Location identification entries:
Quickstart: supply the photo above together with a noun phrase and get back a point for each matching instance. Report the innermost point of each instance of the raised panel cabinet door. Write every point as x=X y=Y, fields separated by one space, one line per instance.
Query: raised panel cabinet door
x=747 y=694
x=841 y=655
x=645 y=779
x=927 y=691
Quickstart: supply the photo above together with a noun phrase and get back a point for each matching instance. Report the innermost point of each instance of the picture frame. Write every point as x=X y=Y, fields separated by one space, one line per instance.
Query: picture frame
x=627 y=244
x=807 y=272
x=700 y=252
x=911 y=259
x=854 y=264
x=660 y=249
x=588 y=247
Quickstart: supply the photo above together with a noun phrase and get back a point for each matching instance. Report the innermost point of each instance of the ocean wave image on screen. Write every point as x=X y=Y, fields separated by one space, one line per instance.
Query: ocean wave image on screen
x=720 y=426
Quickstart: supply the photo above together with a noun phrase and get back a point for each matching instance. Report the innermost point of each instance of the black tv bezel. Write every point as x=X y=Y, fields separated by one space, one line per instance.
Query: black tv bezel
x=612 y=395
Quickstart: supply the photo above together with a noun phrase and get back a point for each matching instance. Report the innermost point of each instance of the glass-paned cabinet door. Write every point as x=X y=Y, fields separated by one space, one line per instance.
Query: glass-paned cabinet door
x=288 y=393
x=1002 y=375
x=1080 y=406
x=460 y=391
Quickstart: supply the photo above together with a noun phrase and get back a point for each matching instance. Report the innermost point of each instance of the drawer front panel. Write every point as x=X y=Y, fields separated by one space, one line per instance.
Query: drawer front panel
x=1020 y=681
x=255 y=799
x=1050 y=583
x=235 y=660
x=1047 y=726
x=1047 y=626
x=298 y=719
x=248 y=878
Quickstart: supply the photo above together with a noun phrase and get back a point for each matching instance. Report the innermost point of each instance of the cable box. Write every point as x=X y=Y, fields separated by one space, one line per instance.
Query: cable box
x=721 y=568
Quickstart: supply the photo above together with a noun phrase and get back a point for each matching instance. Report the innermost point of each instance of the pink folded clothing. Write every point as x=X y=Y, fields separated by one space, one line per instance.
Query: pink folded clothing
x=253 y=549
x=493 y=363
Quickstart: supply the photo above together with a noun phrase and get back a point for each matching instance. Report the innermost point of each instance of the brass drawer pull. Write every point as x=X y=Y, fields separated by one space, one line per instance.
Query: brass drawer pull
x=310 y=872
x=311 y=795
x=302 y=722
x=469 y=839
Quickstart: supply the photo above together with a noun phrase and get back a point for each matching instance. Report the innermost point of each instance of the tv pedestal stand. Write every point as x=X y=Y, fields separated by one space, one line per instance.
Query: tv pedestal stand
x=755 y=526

THE TASK: Rewrite the lines from the one containing "of the glass-paned" up to and including the one containing "x=469 y=839" as a JSON list of strings, one string per line, with blank lines omitted.

COMPLETE RESPONSE:
[
  "Quickstart: supply the photo above together with a noun phrase and get back a point for each matching instance. Report the innermost point of each instance of the glass-paned cabinet door. Write every point as x=X y=Y, fields separated by one space, one line per instance.",
  "Query: glass-paned cabinet door",
  "x=288 y=393",
  "x=1002 y=375",
  "x=1080 y=406",
  "x=460 y=391",
  "Quickstart: supply the photo above together with a noun phrase and get back a point for each matching instance. Report the innermost point of each instance of the drawer front panel. Write every point as x=X y=Y, fields separated by one space, one line per instance.",
  "Query: drawer front panel",
  "x=1020 y=681",
  "x=255 y=799",
  "x=1050 y=583",
  "x=235 y=660",
  "x=1047 y=726",
  "x=1047 y=626",
  "x=298 y=719",
  "x=248 y=878",
  "Quickstart: supply the photo above together with a noun phrase and get back a point for each matching instance. Report the innermost point of each instance of the cable box. Write every point as x=X y=Y, fields separated by one space, one line per instance.",
  "Query: cable box",
  "x=721 y=568",
  "Quickstart: supply the photo above together with a noun phrase and get back a point for each matching instance. Report the innermost point of each instance of the pink folded clothing. Write every point as x=X y=Y, fields separated by one space, one line per instance.",
  "Query: pink folded clothing",
  "x=253 y=549",
  "x=493 y=363",
  "Quickstart: supply the photo above together with a noun phrase and get back a point for each matching instance. Report the innermost point of each instance of the brass drawer pull. Write every point as x=X y=Y, fields separated by one space, one line per instance.",
  "Query: brass drawer pull",
  "x=310 y=872",
  "x=311 y=795",
  "x=302 y=722",
  "x=469 y=839"
]